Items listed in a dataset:
::::::::::
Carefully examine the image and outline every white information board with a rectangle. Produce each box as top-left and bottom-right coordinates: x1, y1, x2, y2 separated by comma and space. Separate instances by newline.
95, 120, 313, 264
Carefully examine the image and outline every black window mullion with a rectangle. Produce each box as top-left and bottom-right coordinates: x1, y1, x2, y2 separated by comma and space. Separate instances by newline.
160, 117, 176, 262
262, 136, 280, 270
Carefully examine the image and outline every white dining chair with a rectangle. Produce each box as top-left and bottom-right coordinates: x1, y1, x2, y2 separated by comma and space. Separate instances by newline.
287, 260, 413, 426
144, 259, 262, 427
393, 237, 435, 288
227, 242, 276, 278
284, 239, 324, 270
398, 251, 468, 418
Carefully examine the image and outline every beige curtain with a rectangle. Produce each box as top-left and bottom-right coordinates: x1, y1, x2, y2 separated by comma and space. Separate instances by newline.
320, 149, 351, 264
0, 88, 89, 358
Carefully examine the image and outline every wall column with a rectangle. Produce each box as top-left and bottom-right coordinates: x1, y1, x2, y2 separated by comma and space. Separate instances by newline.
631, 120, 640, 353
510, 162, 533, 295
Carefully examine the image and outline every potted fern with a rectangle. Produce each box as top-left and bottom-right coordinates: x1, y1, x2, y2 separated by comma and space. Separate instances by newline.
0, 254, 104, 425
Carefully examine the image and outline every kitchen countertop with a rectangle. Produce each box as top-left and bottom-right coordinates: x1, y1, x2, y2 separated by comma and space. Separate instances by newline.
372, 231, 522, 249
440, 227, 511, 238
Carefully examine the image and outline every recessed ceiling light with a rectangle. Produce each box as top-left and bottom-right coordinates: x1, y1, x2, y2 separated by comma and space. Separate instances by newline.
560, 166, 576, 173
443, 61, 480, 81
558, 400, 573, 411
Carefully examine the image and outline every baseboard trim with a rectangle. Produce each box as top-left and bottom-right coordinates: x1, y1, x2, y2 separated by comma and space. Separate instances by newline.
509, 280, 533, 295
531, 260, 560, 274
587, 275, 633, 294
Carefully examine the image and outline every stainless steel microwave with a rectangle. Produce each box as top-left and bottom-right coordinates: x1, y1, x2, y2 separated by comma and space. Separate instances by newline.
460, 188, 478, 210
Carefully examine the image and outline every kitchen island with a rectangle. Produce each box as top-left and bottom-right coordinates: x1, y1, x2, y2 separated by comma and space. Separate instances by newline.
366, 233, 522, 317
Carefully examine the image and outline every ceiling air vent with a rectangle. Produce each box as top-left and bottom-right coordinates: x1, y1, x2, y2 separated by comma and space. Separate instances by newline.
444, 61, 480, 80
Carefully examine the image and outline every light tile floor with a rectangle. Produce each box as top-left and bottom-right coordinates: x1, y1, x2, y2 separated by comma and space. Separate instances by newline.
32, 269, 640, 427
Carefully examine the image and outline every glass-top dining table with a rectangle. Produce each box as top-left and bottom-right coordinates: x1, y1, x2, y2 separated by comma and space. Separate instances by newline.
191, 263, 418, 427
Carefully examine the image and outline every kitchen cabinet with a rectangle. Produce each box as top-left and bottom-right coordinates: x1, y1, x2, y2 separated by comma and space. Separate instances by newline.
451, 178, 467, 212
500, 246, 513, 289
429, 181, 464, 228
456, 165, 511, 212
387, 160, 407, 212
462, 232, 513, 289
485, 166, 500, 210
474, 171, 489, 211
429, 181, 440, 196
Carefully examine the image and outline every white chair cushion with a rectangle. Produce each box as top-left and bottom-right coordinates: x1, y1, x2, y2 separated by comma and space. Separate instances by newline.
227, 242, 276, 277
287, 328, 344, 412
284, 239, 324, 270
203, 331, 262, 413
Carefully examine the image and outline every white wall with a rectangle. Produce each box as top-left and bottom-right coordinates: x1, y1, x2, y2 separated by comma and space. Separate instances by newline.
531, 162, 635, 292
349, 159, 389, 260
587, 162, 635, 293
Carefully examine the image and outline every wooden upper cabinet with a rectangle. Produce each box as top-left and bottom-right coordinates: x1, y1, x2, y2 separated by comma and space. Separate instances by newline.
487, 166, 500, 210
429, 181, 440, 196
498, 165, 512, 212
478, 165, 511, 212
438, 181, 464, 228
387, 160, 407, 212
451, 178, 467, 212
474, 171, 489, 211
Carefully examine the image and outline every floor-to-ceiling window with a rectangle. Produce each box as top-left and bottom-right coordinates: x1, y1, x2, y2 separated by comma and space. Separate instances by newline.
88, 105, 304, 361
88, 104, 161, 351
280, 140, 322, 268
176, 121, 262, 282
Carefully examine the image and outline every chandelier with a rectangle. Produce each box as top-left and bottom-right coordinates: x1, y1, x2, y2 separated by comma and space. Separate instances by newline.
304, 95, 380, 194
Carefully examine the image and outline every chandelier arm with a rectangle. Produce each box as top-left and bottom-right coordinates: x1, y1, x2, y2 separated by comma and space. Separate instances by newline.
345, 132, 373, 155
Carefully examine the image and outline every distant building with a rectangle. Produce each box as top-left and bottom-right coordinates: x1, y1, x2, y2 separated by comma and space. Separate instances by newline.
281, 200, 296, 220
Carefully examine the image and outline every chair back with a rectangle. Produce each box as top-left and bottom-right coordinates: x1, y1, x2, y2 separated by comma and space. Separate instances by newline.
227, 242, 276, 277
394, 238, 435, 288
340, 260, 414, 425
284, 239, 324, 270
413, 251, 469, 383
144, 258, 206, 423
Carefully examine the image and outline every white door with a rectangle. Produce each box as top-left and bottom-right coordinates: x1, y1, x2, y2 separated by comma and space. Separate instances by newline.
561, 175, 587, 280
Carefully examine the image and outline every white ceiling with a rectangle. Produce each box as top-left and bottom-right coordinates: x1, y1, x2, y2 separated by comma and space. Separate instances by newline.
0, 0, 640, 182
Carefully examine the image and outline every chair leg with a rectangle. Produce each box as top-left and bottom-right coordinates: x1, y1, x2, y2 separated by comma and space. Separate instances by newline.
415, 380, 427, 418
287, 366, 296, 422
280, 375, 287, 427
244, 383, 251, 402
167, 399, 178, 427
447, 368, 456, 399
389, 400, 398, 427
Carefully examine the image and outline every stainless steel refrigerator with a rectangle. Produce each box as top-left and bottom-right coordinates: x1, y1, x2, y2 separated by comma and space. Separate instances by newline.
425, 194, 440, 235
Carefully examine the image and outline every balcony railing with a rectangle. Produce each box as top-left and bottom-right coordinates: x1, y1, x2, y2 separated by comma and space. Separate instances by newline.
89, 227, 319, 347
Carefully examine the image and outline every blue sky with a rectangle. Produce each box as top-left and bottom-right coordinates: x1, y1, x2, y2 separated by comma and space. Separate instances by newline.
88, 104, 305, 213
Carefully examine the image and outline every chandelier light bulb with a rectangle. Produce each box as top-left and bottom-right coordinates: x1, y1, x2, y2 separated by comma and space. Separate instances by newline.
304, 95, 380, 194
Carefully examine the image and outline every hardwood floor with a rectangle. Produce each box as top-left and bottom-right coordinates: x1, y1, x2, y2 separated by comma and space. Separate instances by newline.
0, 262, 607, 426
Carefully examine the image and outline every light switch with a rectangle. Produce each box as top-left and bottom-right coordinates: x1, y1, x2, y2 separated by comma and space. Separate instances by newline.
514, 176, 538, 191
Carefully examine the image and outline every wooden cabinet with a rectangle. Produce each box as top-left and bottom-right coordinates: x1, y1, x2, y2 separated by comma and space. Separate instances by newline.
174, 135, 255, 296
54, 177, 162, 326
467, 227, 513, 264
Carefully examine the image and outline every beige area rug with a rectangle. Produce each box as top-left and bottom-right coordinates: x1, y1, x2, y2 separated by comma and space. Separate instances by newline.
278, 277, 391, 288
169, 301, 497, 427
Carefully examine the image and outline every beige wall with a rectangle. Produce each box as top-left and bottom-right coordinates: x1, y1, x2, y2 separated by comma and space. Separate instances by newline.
::::::::::
Rewrite the material starting at the line containing "stainless steel microwave" and ending at the line containing "366, 233, 522, 317", replacing "kitchen island" with "breakfast bar" and leaving everything else unchanged.

**Result below**
Carefully examine the image and outline every stainless steel microwave with a rectangle. Produce each box as top-left and bottom-right coordinates: x1, y1, x2, y2 separated by comma and space. Separate instances by newline.
460, 188, 478, 210
Carefully examine the image and outline every breakfast bar with a rectangle. Produce each box as top-left and bottom-right coordinates: x1, y1, x2, y2 separated by comma and space. Separate instances by newline.
366, 233, 522, 317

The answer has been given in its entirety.